GOAL »
Begin at the line that has "of the lemon" and stop at the end of the items below. Copy those lines with "cracked" changed to "broken" and nothing else altered.

ENTRIES PROVIDED »

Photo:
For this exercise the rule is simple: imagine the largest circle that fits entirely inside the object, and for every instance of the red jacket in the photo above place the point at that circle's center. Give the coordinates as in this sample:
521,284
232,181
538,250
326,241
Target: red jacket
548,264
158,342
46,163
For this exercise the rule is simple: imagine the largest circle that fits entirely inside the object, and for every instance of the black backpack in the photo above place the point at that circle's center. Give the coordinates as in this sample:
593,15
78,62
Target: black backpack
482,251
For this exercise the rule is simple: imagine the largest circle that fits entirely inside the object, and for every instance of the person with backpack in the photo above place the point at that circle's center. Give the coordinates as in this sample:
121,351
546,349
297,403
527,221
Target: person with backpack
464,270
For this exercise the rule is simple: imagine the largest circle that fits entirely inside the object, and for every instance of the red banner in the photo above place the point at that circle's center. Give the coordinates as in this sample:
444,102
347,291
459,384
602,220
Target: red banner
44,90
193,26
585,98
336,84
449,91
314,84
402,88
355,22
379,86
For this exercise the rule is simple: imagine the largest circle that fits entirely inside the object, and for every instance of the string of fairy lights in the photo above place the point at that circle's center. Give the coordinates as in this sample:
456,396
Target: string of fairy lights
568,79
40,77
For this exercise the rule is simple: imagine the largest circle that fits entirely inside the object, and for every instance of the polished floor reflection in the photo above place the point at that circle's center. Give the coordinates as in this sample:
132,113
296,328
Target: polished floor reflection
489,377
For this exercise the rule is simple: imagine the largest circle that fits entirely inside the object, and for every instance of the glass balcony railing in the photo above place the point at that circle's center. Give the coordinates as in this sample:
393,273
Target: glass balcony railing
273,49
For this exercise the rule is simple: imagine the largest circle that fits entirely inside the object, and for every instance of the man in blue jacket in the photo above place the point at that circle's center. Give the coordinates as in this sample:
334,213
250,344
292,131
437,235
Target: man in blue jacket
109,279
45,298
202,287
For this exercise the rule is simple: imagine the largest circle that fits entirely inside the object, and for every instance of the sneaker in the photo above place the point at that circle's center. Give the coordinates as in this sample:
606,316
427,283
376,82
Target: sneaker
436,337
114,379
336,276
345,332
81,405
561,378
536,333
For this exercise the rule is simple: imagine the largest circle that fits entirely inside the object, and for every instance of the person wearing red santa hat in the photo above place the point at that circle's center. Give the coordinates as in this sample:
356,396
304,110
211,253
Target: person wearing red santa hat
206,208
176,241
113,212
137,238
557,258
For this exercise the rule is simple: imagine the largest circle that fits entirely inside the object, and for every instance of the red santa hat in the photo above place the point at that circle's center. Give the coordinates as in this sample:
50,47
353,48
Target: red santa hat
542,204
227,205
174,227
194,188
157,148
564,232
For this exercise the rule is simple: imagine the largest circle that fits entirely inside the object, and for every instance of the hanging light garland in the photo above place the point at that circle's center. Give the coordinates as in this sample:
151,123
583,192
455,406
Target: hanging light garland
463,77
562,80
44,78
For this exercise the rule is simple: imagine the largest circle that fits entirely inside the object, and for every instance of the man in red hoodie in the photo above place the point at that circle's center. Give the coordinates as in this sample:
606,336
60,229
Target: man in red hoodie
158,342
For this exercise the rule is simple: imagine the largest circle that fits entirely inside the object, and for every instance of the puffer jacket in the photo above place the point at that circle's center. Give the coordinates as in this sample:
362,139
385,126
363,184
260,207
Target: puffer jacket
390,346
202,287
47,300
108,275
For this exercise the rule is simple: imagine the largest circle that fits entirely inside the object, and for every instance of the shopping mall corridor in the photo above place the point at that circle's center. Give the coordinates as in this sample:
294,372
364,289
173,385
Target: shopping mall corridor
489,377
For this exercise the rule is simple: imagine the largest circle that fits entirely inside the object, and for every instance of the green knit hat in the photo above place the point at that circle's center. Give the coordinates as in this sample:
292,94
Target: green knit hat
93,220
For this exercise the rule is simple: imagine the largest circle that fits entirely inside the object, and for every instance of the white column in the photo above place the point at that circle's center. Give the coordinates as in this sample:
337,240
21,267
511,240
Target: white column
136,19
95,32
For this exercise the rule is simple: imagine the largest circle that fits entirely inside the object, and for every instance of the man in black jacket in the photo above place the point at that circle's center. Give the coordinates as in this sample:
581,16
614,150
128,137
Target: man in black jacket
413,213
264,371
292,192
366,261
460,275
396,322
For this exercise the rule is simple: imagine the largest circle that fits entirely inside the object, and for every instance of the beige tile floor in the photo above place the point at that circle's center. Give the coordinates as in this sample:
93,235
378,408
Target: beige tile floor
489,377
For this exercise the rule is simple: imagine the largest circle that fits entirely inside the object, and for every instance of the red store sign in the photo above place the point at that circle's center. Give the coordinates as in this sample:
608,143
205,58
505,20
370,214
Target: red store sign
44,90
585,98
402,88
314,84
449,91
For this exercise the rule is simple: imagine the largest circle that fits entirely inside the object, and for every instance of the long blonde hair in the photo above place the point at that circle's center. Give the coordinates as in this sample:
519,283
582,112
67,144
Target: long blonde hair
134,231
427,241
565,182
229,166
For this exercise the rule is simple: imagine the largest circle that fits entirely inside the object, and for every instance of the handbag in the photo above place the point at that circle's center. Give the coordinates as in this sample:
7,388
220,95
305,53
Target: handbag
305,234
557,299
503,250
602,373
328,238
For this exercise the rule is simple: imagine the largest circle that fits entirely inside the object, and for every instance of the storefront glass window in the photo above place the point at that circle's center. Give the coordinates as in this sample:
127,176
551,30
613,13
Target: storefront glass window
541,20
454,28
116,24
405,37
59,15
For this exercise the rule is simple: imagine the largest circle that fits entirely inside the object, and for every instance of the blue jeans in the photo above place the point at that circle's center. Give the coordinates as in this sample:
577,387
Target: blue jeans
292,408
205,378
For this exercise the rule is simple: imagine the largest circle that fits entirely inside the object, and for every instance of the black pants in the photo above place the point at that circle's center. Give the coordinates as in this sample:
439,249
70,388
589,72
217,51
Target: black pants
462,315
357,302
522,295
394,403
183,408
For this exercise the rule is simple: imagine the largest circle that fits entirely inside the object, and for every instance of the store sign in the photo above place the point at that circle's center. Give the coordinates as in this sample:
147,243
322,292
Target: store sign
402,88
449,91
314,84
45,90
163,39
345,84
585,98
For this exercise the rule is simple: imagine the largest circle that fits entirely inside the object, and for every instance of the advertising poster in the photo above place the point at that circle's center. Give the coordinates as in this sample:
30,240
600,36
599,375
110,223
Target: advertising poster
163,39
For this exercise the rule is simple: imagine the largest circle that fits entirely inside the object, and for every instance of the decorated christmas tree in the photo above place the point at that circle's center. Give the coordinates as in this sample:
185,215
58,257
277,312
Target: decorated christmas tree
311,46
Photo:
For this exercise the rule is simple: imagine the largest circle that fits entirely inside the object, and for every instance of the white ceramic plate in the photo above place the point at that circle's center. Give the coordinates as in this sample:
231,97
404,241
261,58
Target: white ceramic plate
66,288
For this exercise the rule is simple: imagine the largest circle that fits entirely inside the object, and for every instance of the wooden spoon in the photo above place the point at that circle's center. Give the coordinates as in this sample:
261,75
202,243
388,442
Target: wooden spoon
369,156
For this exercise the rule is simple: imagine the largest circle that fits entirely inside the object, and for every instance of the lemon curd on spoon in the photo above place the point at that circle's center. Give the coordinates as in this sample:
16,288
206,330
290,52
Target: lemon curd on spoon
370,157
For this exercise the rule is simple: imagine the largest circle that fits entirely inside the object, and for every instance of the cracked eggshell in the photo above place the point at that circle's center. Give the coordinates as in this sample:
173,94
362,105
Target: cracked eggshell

WRITTEN ANSWER »
For this exercise the rule is simple: imagine the largest circle that fits entirely inside the object, and for every instance of the lemon curd on spoon in the photo above place the point at that circle's center. Give the coordinates as in this sample:
16,288
206,330
290,52
Target: lemon curd on spoon
370,157
For this exercise the rule is simple: imagine the largest circle that fits entirely inside the object, and for every instance of the broken eggshell in the photo above place the point at that circle's center. Give the coordinates as in this sample:
173,94
362,105
Target: broken eggshell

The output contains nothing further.